[Location labeling records]
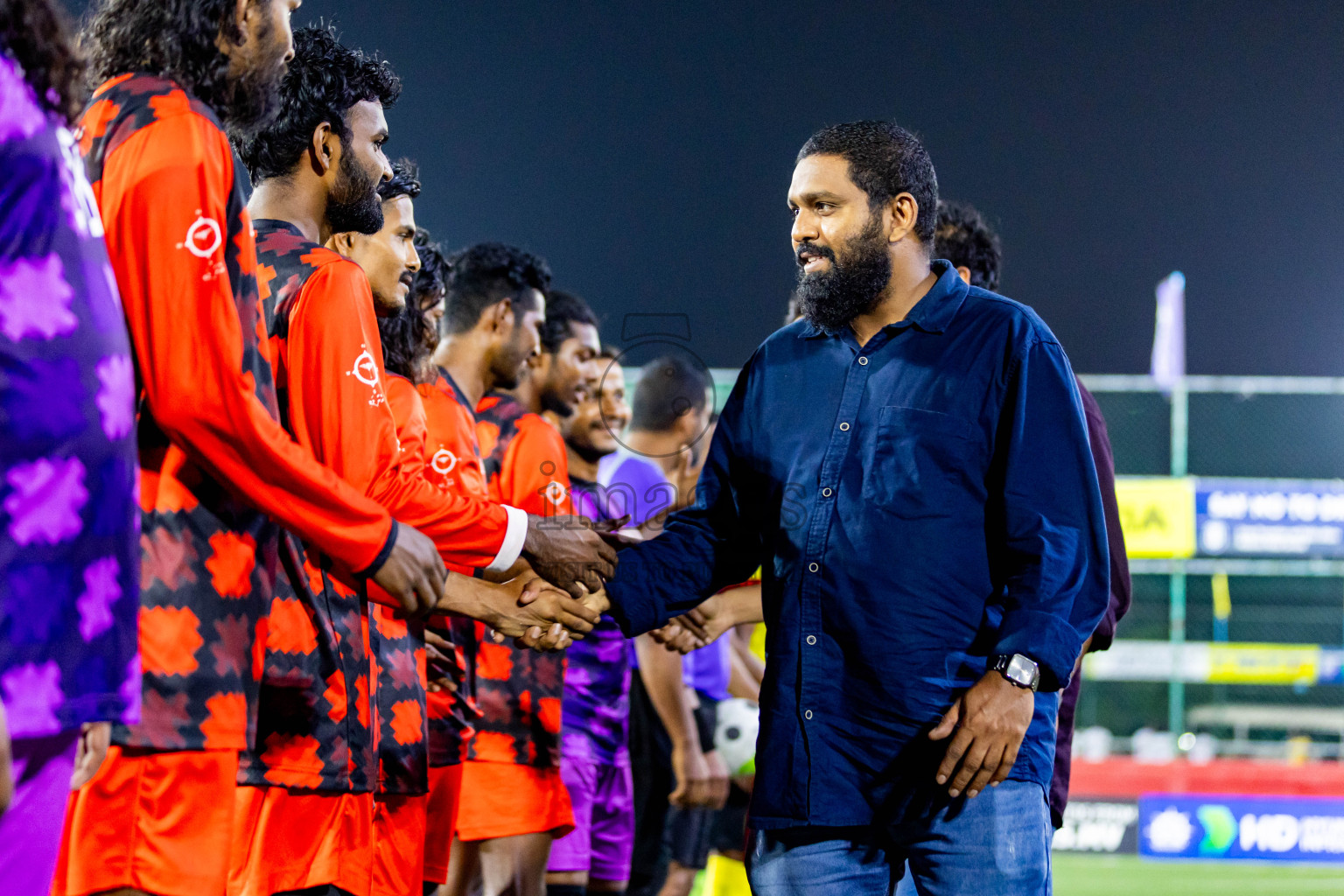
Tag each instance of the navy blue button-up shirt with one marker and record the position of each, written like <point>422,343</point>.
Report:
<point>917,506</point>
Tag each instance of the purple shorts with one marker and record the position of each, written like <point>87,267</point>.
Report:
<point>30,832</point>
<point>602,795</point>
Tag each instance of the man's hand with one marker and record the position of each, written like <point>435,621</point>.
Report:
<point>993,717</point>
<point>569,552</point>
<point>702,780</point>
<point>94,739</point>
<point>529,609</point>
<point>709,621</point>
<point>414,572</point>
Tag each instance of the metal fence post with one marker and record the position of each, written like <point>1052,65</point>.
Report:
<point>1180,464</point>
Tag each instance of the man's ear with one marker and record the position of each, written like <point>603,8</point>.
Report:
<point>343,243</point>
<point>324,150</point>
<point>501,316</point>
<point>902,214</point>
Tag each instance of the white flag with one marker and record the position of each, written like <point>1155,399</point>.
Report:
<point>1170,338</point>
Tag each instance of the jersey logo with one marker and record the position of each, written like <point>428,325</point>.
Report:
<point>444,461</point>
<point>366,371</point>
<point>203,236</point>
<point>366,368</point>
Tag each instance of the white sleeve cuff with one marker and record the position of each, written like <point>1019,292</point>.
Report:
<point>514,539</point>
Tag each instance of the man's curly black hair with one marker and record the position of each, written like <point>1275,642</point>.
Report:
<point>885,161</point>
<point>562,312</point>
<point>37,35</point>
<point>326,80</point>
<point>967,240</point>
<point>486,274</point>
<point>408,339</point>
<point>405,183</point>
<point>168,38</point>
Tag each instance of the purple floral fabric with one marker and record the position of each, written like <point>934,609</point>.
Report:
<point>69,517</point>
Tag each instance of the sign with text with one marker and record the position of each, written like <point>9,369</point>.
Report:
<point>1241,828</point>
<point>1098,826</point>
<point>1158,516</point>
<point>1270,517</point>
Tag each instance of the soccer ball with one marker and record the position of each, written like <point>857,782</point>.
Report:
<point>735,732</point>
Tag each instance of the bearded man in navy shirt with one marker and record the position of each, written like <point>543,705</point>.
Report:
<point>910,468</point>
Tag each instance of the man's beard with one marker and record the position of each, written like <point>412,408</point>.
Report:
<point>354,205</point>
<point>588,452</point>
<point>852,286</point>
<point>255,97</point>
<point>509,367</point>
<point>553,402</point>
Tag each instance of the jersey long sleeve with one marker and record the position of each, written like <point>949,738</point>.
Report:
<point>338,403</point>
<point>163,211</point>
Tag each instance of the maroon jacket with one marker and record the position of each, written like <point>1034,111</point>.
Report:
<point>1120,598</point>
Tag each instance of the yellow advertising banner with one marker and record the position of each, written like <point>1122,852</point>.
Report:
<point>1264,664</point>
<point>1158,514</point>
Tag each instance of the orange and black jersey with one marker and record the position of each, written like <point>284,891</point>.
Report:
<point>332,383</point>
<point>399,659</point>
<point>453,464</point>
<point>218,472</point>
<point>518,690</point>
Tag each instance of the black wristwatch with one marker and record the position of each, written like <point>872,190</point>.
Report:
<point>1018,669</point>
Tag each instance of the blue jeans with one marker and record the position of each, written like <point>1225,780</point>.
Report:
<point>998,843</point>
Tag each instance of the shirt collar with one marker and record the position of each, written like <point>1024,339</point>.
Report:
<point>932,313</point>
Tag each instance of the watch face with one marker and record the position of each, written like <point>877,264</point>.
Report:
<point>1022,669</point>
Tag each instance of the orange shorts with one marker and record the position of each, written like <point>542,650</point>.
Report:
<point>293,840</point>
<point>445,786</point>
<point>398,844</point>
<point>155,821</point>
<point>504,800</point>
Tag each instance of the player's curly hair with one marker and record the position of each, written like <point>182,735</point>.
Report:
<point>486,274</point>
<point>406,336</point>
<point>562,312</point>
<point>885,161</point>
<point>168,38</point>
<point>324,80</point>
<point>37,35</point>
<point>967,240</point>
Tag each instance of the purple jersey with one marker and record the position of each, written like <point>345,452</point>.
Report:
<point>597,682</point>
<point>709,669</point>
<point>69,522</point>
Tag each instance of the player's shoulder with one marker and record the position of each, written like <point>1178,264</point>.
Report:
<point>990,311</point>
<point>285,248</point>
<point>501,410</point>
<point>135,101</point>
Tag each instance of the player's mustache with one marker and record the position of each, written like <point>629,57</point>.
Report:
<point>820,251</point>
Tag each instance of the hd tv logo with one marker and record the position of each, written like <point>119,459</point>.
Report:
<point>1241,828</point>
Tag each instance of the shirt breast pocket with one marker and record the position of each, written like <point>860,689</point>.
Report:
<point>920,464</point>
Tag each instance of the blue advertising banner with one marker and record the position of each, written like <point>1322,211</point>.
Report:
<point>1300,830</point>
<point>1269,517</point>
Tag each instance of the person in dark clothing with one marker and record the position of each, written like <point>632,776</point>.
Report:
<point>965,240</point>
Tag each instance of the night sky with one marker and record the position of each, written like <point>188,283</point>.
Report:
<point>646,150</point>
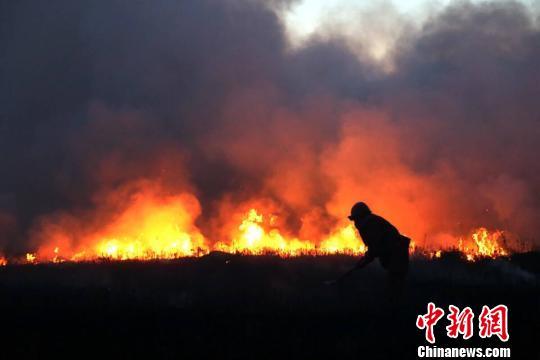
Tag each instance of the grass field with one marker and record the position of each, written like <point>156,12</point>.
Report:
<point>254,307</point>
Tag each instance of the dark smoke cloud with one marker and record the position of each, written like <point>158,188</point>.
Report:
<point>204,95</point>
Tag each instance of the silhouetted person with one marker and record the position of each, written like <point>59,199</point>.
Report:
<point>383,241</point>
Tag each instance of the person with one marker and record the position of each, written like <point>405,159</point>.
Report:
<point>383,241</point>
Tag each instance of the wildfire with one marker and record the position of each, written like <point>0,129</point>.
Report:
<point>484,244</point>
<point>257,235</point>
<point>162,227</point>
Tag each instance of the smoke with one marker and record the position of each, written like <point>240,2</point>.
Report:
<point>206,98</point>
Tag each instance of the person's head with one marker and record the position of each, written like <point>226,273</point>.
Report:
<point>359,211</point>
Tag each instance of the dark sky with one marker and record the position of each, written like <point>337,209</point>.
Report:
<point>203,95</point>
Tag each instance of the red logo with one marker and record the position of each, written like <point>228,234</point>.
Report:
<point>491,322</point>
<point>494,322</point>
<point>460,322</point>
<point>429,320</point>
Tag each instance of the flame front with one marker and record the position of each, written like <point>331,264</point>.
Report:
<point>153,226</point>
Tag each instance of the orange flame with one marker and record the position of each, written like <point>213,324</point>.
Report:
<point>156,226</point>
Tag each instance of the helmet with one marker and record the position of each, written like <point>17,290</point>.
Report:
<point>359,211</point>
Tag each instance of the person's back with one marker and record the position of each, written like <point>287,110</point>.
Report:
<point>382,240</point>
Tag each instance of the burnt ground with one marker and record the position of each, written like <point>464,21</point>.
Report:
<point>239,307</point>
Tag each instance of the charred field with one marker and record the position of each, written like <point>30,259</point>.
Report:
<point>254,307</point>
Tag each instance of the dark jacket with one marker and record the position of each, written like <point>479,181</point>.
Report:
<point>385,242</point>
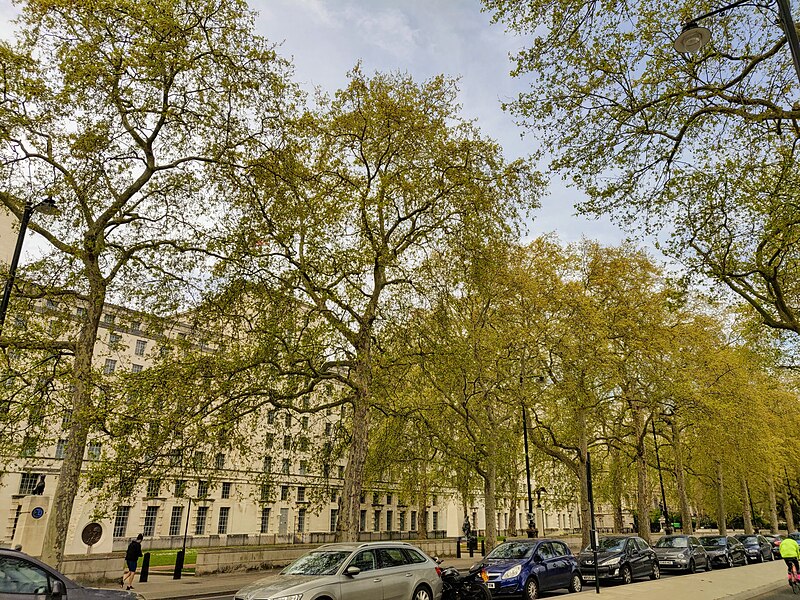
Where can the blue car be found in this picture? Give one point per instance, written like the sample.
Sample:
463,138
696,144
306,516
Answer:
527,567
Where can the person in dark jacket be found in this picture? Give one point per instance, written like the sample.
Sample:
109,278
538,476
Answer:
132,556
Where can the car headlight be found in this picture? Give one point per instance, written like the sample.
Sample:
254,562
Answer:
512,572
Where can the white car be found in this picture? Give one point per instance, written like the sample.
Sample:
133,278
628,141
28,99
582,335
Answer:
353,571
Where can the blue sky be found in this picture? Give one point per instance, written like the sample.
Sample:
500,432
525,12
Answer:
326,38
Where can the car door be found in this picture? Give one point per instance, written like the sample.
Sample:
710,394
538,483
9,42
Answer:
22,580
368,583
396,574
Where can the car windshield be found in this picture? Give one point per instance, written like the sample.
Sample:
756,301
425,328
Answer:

#### DIRECTIVE:
Please change "with one marker" to "with a single marker" throughout all the records, keeping everything else the same, and leave the pictures out of your answer.

#### WRITTEN SOLUTION:
Tag each instance of the navy blue button-up shirt with a single marker and record the position of each, written like <point>422,343</point>.
Report:
<point>917,506</point>
Tag each instance of the purple shorts with a single marker and record the position of each, written like <point>87,267</point>.
Report:
<point>30,832</point>
<point>602,795</point>
Tag each instance of the man's hand with a single marker and record the position of each, written like <point>435,621</point>.
Report:
<point>993,717</point>
<point>569,552</point>
<point>702,780</point>
<point>94,739</point>
<point>529,609</point>
<point>709,621</point>
<point>414,572</point>
Tag each instance of the metal fence post with a single marker and record the position of each, written like <point>1052,65</point>.
Report:
<point>1180,464</point>
Tag each instance of the man's ear with a single marker and record the position of each, written like <point>603,8</point>.
Report:
<point>343,243</point>
<point>324,150</point>
<point>501,316</point>
<point>902,214</point>
Tag each instance of the white flag with a single marker and record the position of each, written like <point>1155,399</point>.
Report:
<point>1170,338</point>
Tag each instance of the jersey logo with a single marker and record the position of each, written like <point>428,325</point>.
Report:
<point>444,461</point>
<point>366,371</point>
<point>203,236</point>
<point>366,368</point>
Tag each instance of the white sleeve cuff with a single marker and record the position of each, written like <point>1019,292</point>.
Report:
<point>514,539</point>
Tag each instance of the man's curly black hair with a single marker and record the position of each, written like <point>1275,642</point>.
Report:
<point>885,161</point>
<point>562,312</point>
<point>37,35</point>
<point>326,80</point>
<point>967,240</point>
<point>486,274</point>
<point>408,339</point>
<point>405,183</point>
<point>168,38</point>
Tag each instance of the purple floral fabric with a single marker and record the position of each, written like <point>934,609</point>.
Report:
<point>69,517</point>
Tag each instance of the sign with text with a single marker and record the position of each, written like <point>9,369</point>.
Report:
<point>1241,828</point>
<point>1098,826</point>
<point>1158,516</point>
<point>1270,517</point>
Tag each instance of the soccer ball with a single marker and record the position of each, written like <point>857,782</point>.
Report:
<point>735,732</point>
Tag each instance of the bearded man in navy shirt with a single marker and record the position of each, written like <point>543,705</point>.
Report:
<point>910,468</point>
Tag each instance of the man's beard with a single marker and record the position of each, written like <point>412,408</point>.
Report:
<point>354,205</point>
<point>588,452</point>
<point>852,286</point>
<point>255,97</point>
<point>509,367</point>
<point>553,402</point>
Tag each instance of the jersey long sleeve with a single marker and record the position of each, written like <point>949,738</point>.
Report:
<point>338,403</point>
<point>163,211</point>
Tag each instance of the maroon jacket with a single marker and record the position of each, written like <point>1034,111</point>.
Report:
<point>1120,598</point>
Tag each instance of the yellow advertising banner with a single marker and record the position of each, written like <point>1122,852</point>.
Report:
<point>1264,664</point>
<point>1158,514</point>
Tag each instance of the orange and black jersey with a single marker and record the position of each, written like <point>284,891</point>.
Report:
<point>332,383</point>
<point>399,659</point>
<point>453,464</point>
<point>218,472</point>
<point>518,690</point>
Tag each instance of the black wristwatch with a single marker and record the position of each, written like <point>872,190</point>.
Report:
<point>1018,669</point>
Tag each instance of the blue jeans with a single marker and record the position of each, written like <point>1225,780</point>.
Report:
<point>998,843</point>
Tag each instance of the shirt collar with a single marker and record the position of each, written like <point>1024,339</point>.
Report:
<point>932,313</point>
Tag each instance of the watch face with a single marker and record the position of each, written like <point>877,264</point>.
Report:
<point>1022,669</point>
Tag each instance of the orange shorts with a single marker and record the position of each, written like <point>542,650</point>.
Report:
<point>293,840</point>
<point>445,786</point>
<point>398,844</point>
<point>155,821</point>
<point>504,800</point>
Tag each instance of the player's curly hair with a single marker and record the position of each, written like <point>182,735</point>.
Report:
<point>486,274</point>
<point>406,336</point>
<point>562,312</point>
<point>885,161</point>
<point>168,38</point>
<point>324,80</point>
<point>37,35</point>
<point>967,240</point>
Tag each instance of the purple jersey with a single marker and record the position of each, written like <point>345,452</point>.
Report:
<point>597,682</point>
<point>709,669</point>
<point>69,522</point>
Tag each instance of the player's shoulder with a single marker and record the position of each, written like <point>1178,264</point>.
Report:
<point>990,311</point>
<point>285,248</point>
<point>501,410</point>
<point>135,101</point>
Tag each instance of the player's mustache with a single marker and record the position of each, written like <point>629,57</point>.
Report:
<point>820,251</point>
Tag each instance of the hd tv logo with a single marker and record the position of each, written like <point>119,459</point>.
Report:
<point>1241,828</point>
Tag each instance of the shirt breast pocket with a single marker and record the position of each, written like <point>860,689</point>.
Report:
<point>920,464</point>
Tag each instance of the blue advertising banner with a single marker and record the position of each, written like <point>1322,211</point>.
Report:
<point>1300,830</point>
<point>1269,517</point>
Tag each instance of the person in dark clothing with a single marker and record the position of each, written like <point>632,776</point>.
Report:
<point>965,240</point>
Tag each instance of the night sky with a single marker and record the position of each, written like <point>188,283</point>.
Report:
<point>646,150</point>
Tag each instance of the grass field with a single marker and record the position of each, written like <point>156,12</point>.
Report:
<point>254,307</point>
Tag each instance of the dark smoke cloud with a single marker and record the position of each, written like <point>158,188</point>.
Report:
<point>204,95</point>
Tag each instance of the silhouetted person with a single marker and record the position of each, written like <point>59,199</point>.
Report:
<point>383,241</point>
Tag each instance of the person with a single marker and record the position of each, written like <point>405,159</point>.
Report:
<point>383,241</point>
Tag each instance of the wildfire with a single marker and record the position of each, written like <point>0,129</point>.
Report:
<point>484,244</point>
<point>257,235</point>
<point>162,227</point>
Tag each instance of the smoke with a single marker and record the position of each, written like <point>240,2</point>.
Report:
<point>206,98</point>
Tag each instance of the person's head with a single marker and record the position of each, written like <point>226,273</point>.
Report:
<point>359,211</point>
Tag each instance of the dark sky with a single marker and record the position of each, written like <point>337,209</point>.
Report:
<point>203,95</point>
Tag each instance of the red logo with a single marker and record the position of each, written like <point>228,234</point>.
Report:
<point>491,322</point>
<point>494,322</point>
<point>460,322</point>
<point>429,320</point>
Tag each instance of the flame front with a single marker and record the position of each, written like <point>331,264</point>.
Report:
<point>153,226</point>
Tag each instance of the orange flame with a single marker and record the position of each, written like <point>213,324</point>.
Report:
<point>156,226</point>
Tag each instance of the helmet with a single marker and record the position of each, written like <point>17,290</point>.
Report:
<point>359,211</point>
Tag each instance of the person's back with a single marker and record the position of each, written like <point>287,110</point>.
Report:
<point>382,240</point>
Tag each instance of the burnt ground with a single marker and record the position of each, written like <point>464,21</point>.
Report:
<point>239,307</point>
Tag each instance of the charred field with a single marker and record the position of each, written like <point>30,259</point>.
Report:
<point>254,307</point>
Tag each instance of the dark jacket with a single marker and record the position of each, written like <point>479,181</point>.
Report:
<point>385,242</point>
Where can the blue car be found in this picture? Give one point per instance, written like the sample.
Sample:
463,138
696,144
306,516
Answer:
527,567
Where can the person in dark jacket be found in this picture? Give one point per instance, written like the sample.
Sample:
109,278
538,476
Answer:
132,556
Where can the car headlight be found in this picture? Give one point per instance, written like the sample.
Sample:
254,562
Answer:
512,572
Where can the white car be found in this picture? Give one point per instance, written like the sample.
Sample:
133,278
628,141
28,99
582,335
Answer:
353,571
Where can the blue sky be found in this picture? Give one point per instance, written like the sample.
Sample:
500,432
525,12
Answer:
326,38
Where can the car door be found in this picture? Give one point per instance, written like the sample.
Sample:
710,394
538,483
9,42
Answer:
22,580
368,583
396,574
Where can the car windshield be found in this picture? Give one point per instance, written like the sample.
Sample:
756,301
425,328
Answer:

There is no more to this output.